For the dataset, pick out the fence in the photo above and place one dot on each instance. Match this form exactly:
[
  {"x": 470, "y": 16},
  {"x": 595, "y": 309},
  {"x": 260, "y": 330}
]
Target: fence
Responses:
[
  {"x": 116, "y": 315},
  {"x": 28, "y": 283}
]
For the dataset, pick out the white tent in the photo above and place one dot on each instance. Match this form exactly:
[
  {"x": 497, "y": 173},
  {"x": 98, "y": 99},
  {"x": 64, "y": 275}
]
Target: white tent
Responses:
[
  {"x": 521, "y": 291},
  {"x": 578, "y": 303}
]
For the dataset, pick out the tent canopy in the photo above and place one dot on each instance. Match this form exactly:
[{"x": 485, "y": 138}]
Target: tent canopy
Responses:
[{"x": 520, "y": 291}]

▬▬▬

> _WRITTEN EXERCISE_: Return the line that contains "For the dataset, pick out the white" and all lines after it, verbatim, and nothing else.

> _ANSWER TO THIS TASK_:
For the dataset, pick out the white tent in the photo above and place one dot on each instance. Match this form exactly:
[
  {"x": 497, "y": 173},
  {"x": 98, "y": 99},
  {"x": 64, "y": 275}
]
Target: white tent
Responses:
[
  {"x": 521, "y": 291},
  {"x": 578, "y": 303}
]
For the dataset, pick out the tent canopy in the photo above and place one dot on each instance. Match this form exactly:
[{"x": 485, "y": 138}]
Target: tent canopy
Responses:
[{"x": 520, "y": 291}]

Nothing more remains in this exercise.